_WHAT THE TASK REQUIRES_
Copy out word for word the lines of the records starting with the line that contains "the grill handle" and continuing through the line that contains "[0,0,995,662]", with both of those lines included.
.....
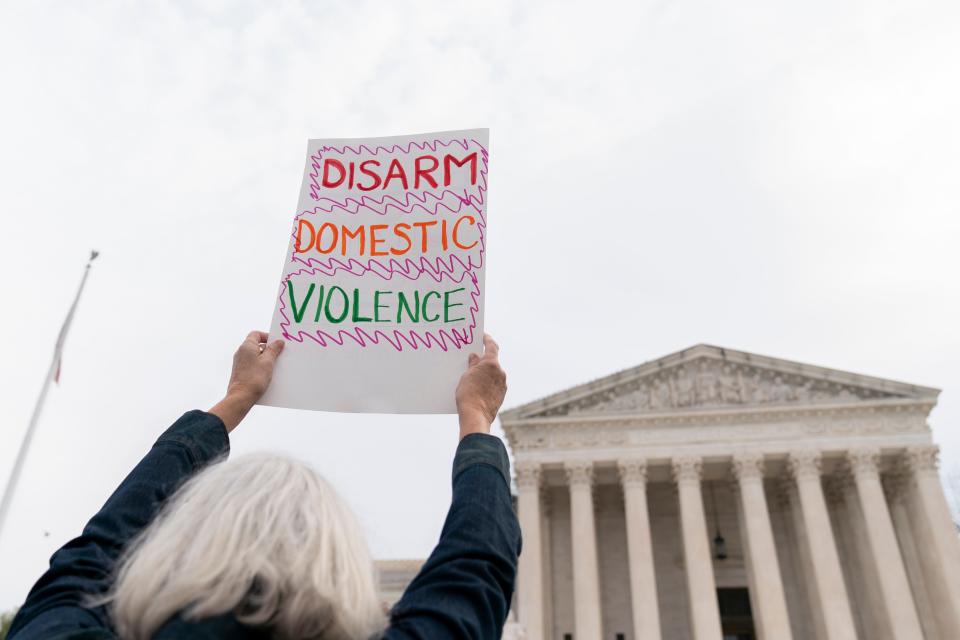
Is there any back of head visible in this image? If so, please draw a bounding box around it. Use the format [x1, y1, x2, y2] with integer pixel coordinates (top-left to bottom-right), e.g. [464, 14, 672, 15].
[110, 455, 385, 640]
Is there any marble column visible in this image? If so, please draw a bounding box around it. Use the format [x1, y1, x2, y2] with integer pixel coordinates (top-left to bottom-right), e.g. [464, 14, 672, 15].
[617, 460, 661, 640]
[564, 461, 603, 640]
[732, 454, 792, 640]
[904, 445, 960, 638]
[883, 465, 939, 640]
[673, 456, 722, 640]
[514, 462, 545, 640]
[787, 451, 857, 640]
[847, 448, 923, 640]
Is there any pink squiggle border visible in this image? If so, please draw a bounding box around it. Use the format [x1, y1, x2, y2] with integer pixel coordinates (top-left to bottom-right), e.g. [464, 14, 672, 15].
[290, 255, 482, 282]
[278, 138, 489, 351]
[279, 269, 480, 351]
[309, 138, 489, 215]
[303, 189, 484, 216]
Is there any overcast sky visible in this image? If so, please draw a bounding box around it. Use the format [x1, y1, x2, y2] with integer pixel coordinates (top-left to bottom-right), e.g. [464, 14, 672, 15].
[0, 0, 960, 610]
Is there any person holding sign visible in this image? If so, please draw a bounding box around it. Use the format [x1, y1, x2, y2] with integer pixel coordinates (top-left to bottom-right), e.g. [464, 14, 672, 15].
[8, 331, 520, 640]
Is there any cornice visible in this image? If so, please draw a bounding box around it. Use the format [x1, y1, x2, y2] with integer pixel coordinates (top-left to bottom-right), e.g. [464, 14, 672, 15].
[501, 344, 940, 422]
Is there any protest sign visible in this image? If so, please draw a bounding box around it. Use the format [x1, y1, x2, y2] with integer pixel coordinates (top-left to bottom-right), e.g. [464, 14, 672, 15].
[261, 129, 489, 413]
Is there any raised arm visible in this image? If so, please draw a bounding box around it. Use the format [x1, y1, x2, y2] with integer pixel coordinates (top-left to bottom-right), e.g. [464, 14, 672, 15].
[384, 336, 520, 640]
[8, 331, 282, 640]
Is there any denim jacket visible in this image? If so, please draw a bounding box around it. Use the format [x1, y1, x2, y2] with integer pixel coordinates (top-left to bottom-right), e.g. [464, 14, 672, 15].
[8, 411, 520, 640]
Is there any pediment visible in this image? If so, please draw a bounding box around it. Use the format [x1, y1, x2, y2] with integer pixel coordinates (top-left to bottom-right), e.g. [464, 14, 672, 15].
[502, 345, 939, 421]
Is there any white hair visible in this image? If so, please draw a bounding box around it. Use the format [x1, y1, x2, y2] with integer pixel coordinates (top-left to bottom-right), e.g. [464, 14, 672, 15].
[104, 454, 386, 640]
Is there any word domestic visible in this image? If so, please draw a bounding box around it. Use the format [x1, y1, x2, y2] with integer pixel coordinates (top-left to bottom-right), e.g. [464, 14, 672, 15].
[287, 280, 466, 324]
[320, 151, 477, 191]
[294, 215, 480, 256]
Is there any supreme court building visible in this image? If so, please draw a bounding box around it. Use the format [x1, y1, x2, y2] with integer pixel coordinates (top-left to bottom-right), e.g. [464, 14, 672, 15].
[500, 345, 960, 640]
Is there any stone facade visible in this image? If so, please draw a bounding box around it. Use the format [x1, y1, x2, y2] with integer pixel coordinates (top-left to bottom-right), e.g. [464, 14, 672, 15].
[501, 345, 960, 640]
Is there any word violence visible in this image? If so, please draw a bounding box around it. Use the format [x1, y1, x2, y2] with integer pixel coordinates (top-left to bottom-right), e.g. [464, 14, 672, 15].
[287, 280, 466, 324]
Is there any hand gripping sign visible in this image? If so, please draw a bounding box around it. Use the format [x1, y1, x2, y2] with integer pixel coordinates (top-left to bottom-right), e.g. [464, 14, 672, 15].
[261, 129, 489, 413]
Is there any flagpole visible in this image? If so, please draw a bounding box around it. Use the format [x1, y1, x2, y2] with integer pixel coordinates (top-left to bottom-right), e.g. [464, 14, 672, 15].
[0, 251, 99, 537]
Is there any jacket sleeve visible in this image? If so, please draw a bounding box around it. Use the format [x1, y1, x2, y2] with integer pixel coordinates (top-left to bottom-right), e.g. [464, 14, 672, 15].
[384, 434, 521, 640]
[8, 411, 230, 640]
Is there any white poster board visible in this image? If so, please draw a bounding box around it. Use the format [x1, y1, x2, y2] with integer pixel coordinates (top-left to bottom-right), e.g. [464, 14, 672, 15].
[260, 129, 489, 413]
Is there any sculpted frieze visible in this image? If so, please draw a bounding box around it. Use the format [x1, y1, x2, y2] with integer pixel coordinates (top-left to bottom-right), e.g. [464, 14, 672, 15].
[537, 357, 905, 417]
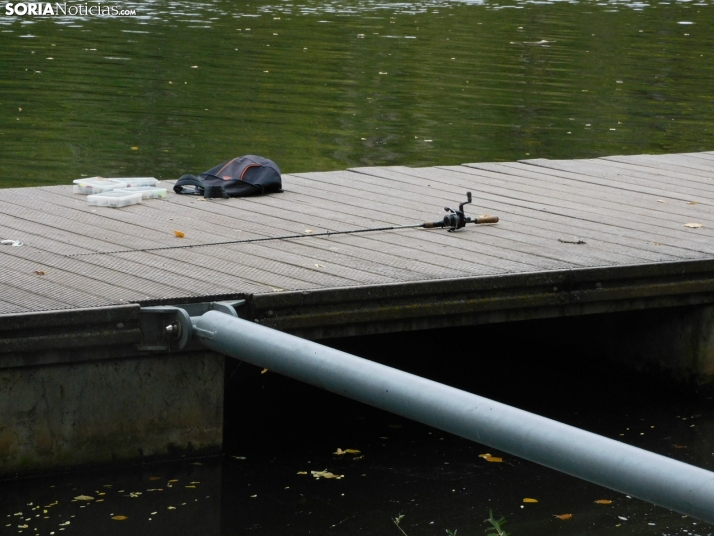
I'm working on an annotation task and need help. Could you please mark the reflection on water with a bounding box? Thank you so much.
[0,0,714,186]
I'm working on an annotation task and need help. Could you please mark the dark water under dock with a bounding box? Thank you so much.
[0,319,714,536]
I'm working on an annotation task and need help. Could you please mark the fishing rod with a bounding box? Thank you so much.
[65,192,498,257]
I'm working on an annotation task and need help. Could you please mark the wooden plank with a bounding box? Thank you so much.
[350,164,714,253]
[300,170,676,266]
[521,159,714,205]
[0,153,714,314]
[603,155,714,178]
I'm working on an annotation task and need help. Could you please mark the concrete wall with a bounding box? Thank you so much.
[0,351,225,476]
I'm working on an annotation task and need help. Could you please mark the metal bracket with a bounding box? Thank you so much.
[137,300,245,352]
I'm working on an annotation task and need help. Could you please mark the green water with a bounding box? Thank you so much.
[0,0,714,187]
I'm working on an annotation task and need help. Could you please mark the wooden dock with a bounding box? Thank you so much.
[0,152,714,338]
[0,152,714,478]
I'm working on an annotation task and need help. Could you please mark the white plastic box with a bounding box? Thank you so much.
[72,177,127,195]
[114,186,166,199]
[121,177,159,188]
[87,191,142,208]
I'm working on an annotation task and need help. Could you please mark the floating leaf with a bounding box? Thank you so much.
[332,448,360,456]
[310,469,345,480]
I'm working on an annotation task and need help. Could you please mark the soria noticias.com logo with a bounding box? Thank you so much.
[0,2,136,17]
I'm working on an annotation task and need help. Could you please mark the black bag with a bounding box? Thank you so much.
[174,155,283,198]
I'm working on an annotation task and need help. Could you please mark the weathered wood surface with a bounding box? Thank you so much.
[0,152,714,315]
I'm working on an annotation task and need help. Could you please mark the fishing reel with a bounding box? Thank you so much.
[444,192,471,233]
[424,192,498,233]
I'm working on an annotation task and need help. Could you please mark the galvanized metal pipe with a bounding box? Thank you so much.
[192,311,714,523]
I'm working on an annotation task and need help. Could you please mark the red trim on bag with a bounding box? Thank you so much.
[240,164,260,180]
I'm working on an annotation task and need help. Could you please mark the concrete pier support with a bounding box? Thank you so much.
[0,351,224,477]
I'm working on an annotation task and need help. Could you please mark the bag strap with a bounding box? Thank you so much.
[174,175,204,195]
[174,175,228,199]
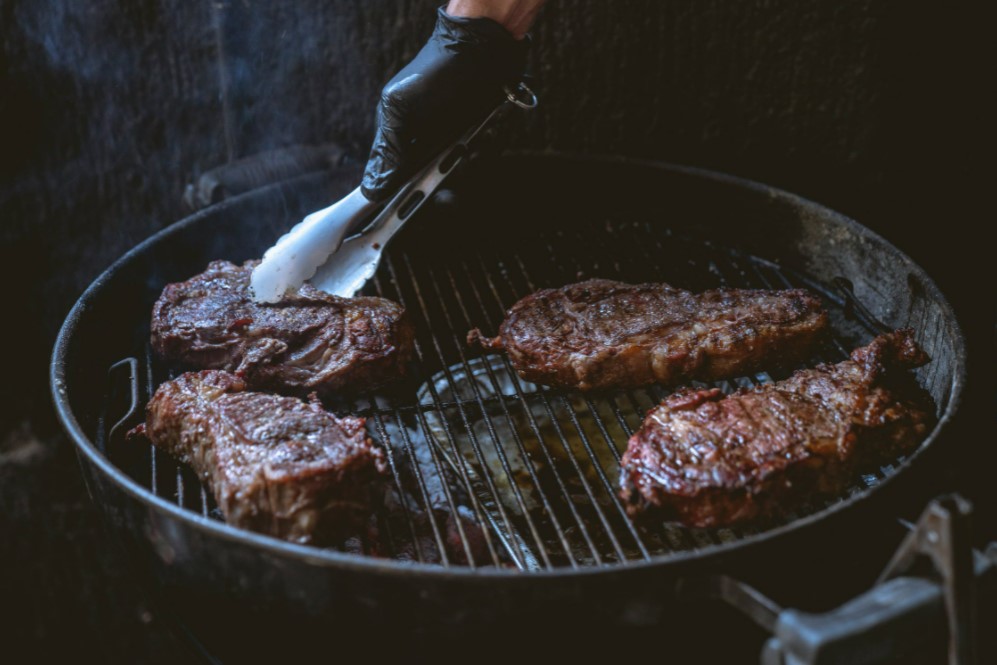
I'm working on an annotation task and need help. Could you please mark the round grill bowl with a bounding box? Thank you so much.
[51,154,965,651]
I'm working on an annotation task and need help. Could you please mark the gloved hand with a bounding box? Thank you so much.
[361,7,529,201]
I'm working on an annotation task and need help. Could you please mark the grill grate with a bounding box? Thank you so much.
[96,220,893,571]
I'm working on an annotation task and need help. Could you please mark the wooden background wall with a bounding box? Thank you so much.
[0,0,992,426]
[0,0,997,662]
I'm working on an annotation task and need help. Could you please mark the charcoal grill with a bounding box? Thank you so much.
[52,155,965,660]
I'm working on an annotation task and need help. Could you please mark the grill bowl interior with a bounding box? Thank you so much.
[54,156,964,571]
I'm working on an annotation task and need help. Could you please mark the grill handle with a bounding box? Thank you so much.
[682,495,997,665]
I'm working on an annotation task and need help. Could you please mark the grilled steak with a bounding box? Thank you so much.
[468,279,827,390]
[620,329,934,527]
[152,261,414,394]
[138,370,386,544]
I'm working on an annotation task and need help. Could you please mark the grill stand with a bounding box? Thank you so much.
[681,495,997,665]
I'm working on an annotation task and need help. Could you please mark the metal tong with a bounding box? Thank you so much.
[250,83,537,302]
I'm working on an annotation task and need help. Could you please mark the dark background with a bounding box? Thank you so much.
[0,0,995,662]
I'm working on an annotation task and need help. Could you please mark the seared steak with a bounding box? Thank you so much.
[138,370,386,544]
[468,279,827,390]
[620,329,934,527]
[152,261,414,394]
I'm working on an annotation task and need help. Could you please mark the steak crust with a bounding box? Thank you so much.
[152,261,414,395]
[143,370,386,544]
[468,279,827,390]
[620,329,934,527]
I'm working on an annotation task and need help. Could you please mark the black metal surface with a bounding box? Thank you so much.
[96,213,916,570]
[53,156,965,640]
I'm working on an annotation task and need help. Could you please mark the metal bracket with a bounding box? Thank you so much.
[680,495,997,665]
[877,494,976,665]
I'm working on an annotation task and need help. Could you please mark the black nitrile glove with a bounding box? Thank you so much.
[361,7,529,201]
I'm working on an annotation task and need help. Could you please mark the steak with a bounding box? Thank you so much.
[620,329,934,527]
[152,261,414,395]
[140,370,386,544]
[468,279,827,390]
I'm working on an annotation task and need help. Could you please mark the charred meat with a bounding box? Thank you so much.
[152,261,414,395]
[468,279,827,390]
[140,370,386,544]
[620,329,934,527]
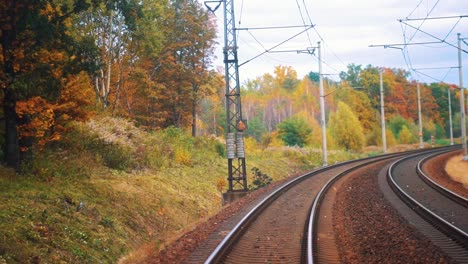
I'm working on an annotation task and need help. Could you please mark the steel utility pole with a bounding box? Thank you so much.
[457,33,468,160]
[416,82,424,148]
[379,69,387,153]
[205,0,248,196]
[317,41,328,166]
[223,0,247,192]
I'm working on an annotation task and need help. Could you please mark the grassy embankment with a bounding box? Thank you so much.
[0,118,384,263]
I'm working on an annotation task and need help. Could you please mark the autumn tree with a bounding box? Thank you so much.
[398,125,414,144]
[328,102,365,151]
[0,0,106,169]
[277,116,312,147]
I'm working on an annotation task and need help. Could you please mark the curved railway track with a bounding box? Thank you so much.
[201,147,432,263]
[387,148,468,263]
[195,147,468,263]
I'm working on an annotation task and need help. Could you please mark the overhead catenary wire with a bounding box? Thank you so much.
[239,26,313,67]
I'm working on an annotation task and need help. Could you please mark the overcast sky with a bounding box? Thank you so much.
[203,0,468,87]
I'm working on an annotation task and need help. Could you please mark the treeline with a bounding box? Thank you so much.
[199,64,461,150]
[0,0,460,169]
[0,0,222,169]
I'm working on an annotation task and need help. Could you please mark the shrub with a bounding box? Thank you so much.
[277,117,312,147]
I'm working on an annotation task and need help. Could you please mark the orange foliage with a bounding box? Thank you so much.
[16,96,56,148]
[16,72,93,151]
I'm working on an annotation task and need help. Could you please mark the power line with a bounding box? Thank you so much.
[403,15,468,21]
[239,26,313,67]
[408,0,440,42]
[296,0,312,46]
[399,19,468,53]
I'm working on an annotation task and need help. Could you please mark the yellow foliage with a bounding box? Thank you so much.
[174,147,192,166]
[268,132,284,147]
[16,96,56,148]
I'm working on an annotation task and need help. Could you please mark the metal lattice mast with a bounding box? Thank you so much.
[223,0,247,192]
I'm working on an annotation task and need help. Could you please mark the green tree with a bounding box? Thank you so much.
[388,115,410,140]
[245,116,267,142]
[277,116,312,147]
[340,63,362,87]
[329,102,365,150]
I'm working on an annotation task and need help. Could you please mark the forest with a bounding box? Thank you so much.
[0,0,460,170]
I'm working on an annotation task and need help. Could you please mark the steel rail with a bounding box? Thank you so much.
[307,149,436,264]
[204,152,406,264]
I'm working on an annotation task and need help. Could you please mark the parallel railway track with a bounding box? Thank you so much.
[387,148,468,263]
[205,148,432,263]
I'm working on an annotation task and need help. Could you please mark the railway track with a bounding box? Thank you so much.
[194,147,468,263]
[387,148,468,263]
[205,147,430,263]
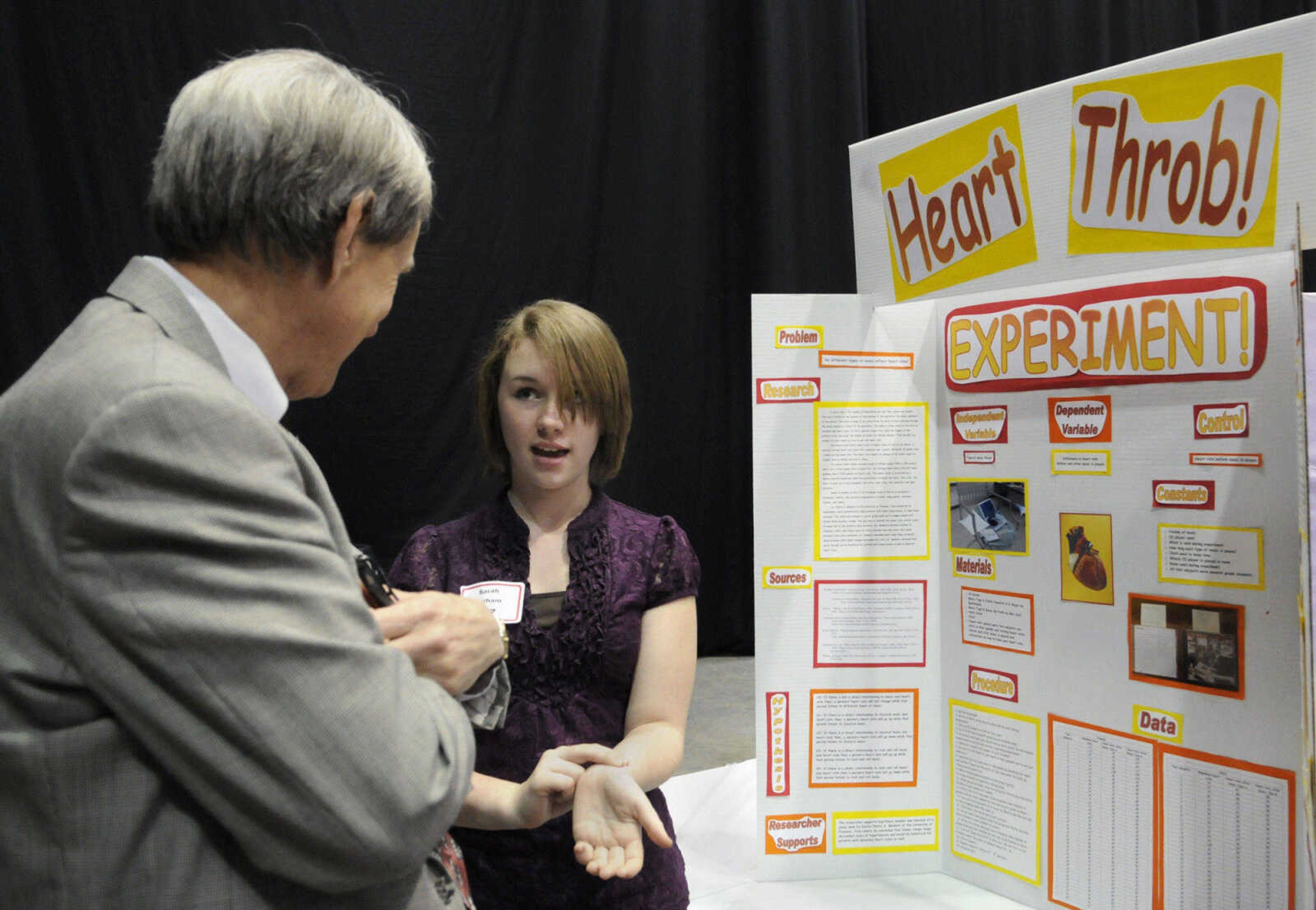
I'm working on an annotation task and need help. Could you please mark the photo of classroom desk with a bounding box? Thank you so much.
[950,481,1028,553]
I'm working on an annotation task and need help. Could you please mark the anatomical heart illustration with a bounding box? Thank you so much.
[1059,512,1114,603]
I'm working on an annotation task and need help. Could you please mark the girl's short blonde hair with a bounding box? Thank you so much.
[475,300,630,483]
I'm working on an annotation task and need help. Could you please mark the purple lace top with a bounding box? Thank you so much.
[390,490,699,910]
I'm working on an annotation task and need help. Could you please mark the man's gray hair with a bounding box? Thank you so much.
[147,50,433,267]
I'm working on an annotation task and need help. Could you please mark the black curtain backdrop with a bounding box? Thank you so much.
[0,0,1316,655]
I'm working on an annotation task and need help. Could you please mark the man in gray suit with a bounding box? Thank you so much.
[0,51,504,910]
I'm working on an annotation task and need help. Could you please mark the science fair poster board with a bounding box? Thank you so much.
[752,252,1312,910]
[850,13,1316,300]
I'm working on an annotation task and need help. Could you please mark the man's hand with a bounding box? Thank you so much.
[381,591,503,695]
[571,765,672,878]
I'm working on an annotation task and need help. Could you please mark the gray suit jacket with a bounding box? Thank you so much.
[0,260,474,910]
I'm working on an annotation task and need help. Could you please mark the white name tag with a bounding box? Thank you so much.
[461,581,525,625]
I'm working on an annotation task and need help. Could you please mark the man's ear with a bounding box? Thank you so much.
[328,190,375,285]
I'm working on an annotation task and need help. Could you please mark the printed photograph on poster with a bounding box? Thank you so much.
[1059,512,1114,604]
[1129,594,1244,698]
[946,477,1028,554]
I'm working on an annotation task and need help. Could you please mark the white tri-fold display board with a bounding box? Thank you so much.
[753,16,1316,910]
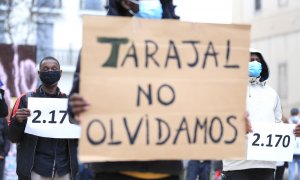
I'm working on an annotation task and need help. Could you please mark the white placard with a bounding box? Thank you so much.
[25,97,80,138]
[247,123,296,161]
[294,137,300,155]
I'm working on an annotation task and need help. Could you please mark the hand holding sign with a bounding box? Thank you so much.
[16,108,30,123]
[247,123,295,161]
[25,98,80,138]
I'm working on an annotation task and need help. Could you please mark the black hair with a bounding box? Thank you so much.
[251,52,269,82]
[40,56,60,69]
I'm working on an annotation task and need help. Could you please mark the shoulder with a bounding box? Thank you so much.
[265,84,278,96]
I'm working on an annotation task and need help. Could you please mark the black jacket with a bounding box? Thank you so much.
[0,118,10,157]
[8,87,78,179]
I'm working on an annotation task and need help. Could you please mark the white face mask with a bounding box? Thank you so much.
[136,0,163,19]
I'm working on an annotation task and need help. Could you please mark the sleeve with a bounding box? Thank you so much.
[8,95,27,143]
[3,118,10,157]
[274,95,282,123]
[0,89,8,117]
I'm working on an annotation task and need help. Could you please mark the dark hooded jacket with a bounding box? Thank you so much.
[0,89,8,117]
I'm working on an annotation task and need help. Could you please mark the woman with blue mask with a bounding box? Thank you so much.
[136,0,163,19]
[222,49,282,180]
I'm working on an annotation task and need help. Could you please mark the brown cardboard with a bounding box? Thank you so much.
[79,16,250,162]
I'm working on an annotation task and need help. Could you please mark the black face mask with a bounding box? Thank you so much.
[40,71,60,86]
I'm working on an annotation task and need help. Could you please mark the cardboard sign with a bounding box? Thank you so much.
[247,123,296,161]
[25,97,80,139]
[79,16,249,162]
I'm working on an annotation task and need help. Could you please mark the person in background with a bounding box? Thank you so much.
[222,49,282,180]
[275,112,289,180]
[8,56,78,180]
[69,0,183,180]
[0,80,10,179]
[289,108,300,180]
[186,160,211,180]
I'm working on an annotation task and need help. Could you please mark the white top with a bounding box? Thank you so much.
[223,83,282,171]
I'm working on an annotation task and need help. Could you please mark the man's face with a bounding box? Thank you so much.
[121,0,139,16]
[40,59,60,72]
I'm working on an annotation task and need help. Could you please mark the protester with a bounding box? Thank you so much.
[289,108,300,180]
[69,0,183,180]
[275,112,289,180]
[0,80,10,179]
[186,160,211,180]
[222,49,282,180]
[9,56,78,180]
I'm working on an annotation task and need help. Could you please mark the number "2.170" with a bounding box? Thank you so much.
[252,133,290,148]
[32,110,67,124]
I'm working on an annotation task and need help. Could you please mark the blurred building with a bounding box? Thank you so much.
[0,0,107,93]
[233,0,300,115]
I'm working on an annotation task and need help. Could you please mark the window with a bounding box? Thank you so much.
[278,0,289,7]
[36,23,53,63]
[255,0,261,11]
[278,63,288,99]
[80,0,102,11]
[34,0,61,8]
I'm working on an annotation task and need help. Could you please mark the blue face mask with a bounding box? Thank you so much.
[248,61,262,77]
[136,0,162,19]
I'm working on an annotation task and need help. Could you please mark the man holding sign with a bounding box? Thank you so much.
[223,49,282,180]
[9,57,78,180]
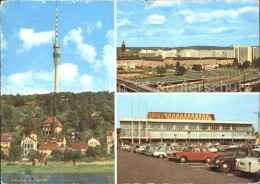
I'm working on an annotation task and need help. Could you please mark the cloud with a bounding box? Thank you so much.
[209,26,239,33]
[149,1,181,8]
[18,28,54,52]
[116,19,131,27]
[83,21,102,34]
[59,63,78,83]
[181,6,259,24]
[238,6,259,13]
[145,14,166,24]
[79,74,93,91]
[1,71,50,95]
[63,27,97,64]
[1,33,7,49]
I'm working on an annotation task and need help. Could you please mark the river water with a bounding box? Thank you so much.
[1,173,115,184]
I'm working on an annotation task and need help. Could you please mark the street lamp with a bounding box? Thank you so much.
[202,76,205,92]
[253,110,260,144]
[174,134,177,144]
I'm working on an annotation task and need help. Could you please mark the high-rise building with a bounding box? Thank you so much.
[53,5,60,93]
[234,45,253,63]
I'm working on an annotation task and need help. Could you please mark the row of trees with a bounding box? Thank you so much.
[1,92,114,160]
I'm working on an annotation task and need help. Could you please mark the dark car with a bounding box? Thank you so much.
[207,148,249,172]
[145,145,161,156]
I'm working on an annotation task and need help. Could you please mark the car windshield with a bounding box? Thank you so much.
[248,151,260,157]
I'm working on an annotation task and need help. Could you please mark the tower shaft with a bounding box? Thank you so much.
[53,5,60,93]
.....
_SOLUTION FOR THIS TASK_
I'm working on an annotation task and need help. Could you please mark the grill handle with a bounding box? Thank you so much.
[682,495,997,665]
I'm working on an annotation task and need help. Could you please mark the grilled steak with a bounding box? Thank you so much.
[468,279,827,390]
[620,329,934,527]
[152,261,414,394]
[138,370,386,544]
I'm working on an annotation task and need help. Could you please mark the grill stand with a bounding box? Thank you so much.
[681,495,997,665]
I'm working on an annotation task and need help. Could you please mark the metal tong with a bounding box? Thank you so much.
[250,83,537,302]
I'm working on an annotation task and need help. Could you please mark the dark background with a bounding box? Thank you so much.
[0,0,995,662]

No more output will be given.